- [INSTRUCTIONS FOR THE TASK]: Pick out every line of the data below that contains the word "brown", and copy each of those lines.

Image region labeling entries
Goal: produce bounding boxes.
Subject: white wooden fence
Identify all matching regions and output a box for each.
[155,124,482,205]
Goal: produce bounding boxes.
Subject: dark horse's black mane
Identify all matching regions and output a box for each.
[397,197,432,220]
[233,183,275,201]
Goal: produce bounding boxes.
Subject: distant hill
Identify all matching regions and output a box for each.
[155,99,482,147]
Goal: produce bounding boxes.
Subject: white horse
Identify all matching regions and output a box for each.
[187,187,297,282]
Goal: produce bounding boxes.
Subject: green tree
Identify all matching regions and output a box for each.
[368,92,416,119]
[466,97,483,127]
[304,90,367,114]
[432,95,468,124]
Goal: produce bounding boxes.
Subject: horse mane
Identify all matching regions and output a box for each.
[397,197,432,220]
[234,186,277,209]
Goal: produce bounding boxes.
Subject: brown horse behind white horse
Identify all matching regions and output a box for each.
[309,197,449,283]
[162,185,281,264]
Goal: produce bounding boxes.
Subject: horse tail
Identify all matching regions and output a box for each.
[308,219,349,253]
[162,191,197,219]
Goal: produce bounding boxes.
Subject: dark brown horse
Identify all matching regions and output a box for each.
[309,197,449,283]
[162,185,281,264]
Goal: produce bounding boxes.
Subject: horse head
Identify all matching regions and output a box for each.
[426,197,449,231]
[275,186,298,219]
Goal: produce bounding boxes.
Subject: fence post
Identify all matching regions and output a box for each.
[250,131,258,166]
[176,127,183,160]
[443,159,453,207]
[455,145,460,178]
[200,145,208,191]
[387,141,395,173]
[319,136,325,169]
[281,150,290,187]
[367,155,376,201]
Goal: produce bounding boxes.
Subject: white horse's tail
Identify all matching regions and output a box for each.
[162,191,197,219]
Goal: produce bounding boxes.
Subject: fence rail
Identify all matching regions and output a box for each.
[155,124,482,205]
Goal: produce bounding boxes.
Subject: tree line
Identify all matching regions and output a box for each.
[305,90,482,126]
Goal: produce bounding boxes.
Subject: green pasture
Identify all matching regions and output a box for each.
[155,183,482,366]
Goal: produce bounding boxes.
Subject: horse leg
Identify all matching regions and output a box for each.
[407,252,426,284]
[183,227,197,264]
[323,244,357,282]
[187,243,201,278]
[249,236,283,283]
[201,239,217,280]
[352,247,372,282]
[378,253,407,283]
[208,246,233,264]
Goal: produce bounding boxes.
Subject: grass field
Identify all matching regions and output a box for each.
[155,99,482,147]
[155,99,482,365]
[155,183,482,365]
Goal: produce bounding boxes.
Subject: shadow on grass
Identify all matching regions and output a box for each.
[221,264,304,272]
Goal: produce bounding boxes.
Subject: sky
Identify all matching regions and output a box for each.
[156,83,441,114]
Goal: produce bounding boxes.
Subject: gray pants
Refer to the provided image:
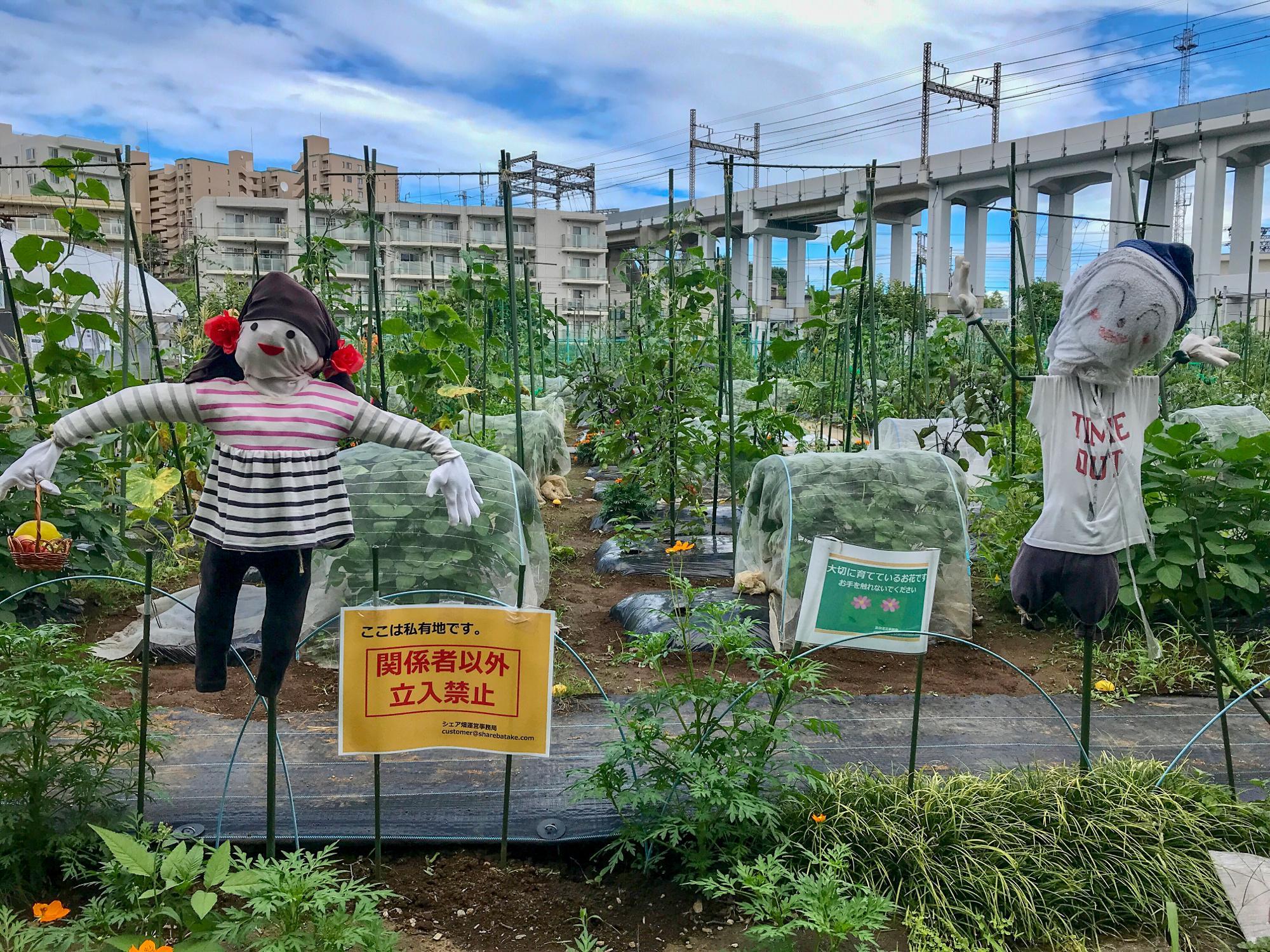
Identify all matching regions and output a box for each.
[1010,542,1120,637]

- [EXERCISE SOLUTION]:
Subject: brown horse behind white horse
Subject: dark brown horse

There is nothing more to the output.